Description Thomas Cadeau 2015-10-29 03:18:03 MDT
Created attachment 2353 [details]
check for non null pointer for ctx

On clusters very busy, it happens a srun is launched whereas a user already Ctrl+C it.
In this case, it results to 2 errors and a segfault.

I think we can keep the 2 errors. 

$ srun hostname
^Csrun: Job allocation 51 has been revoked
srun: Force Terminated job 51
srun: error: Not a valid slurm_step_ctx_t!
srun: error: Application launch failed: Invalid argument
Segmentation fault (core dumped)

I attach a patch to avoid this segfault.
The concerned function is slurm_step_launch_abort.
Comment 1 Tim Wickberg 2015-11-06 10:45:35 MST
Not sure why this wound up stuck as "6 - No Support Contract" ticket (which are dealt with outside our normal support workflow), but I'm fixing that here now.
════════════════════
Directives ▸
1. Return the passage of the srun segfault bug report from "On clusters very" to "fault (core dumped)", copied word for word.
2. Please continue the srun segfault bug report past its final sentence.

Dataset content ▸
════════════════════
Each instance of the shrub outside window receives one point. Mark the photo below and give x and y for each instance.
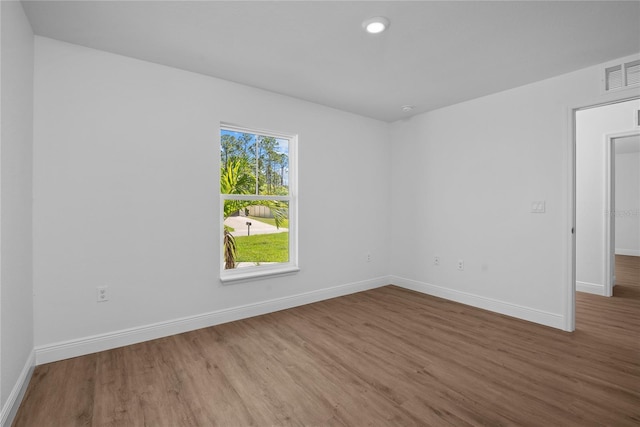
════════════════════
Answers to the tasks ▸
1.
On clusters very busy, it happens a srun is launched whereas a user already Ctrl+C it.
In this case, it results to 2 errors and a segfault.

I think we can keep the 2 errors. 

$ srun hostname
^Csrun: Job allocation 51 has been revoked
srun: Force Terminated job 51
srun: error: Not a valid slurm_step_ctx_t!
srun: error: Application launch failed: Invalid argument
Segmentation fault (core dumped)

2.
David - can you look into this on Monday?
Comment 2 David Bigagli 2015-11-08 19:48:14 MST
Commit a12fb24fda497c72f5d25ae to improve logging in order to distinguish
where in the code the error happened.

David
Comment 3 David Bigagli 2015-11-08 19:56:59 MST
Hi Thomas,
          do you have a stack of the core dump?

David
Comment 4 David Bigagli 2015-11-08 21:22:26 MST
I see how this can happen if the signal handler runs during the job allocation
and the step_context is not set but left to NULL. This is probably a very rare
situation yet still has to be fixed. The code has to be changed in some other
places as well as you can see by looking at the final diffs.
Commits: 39fed766318 and 1da8e3f065f0b9.

Good catch! Thanks.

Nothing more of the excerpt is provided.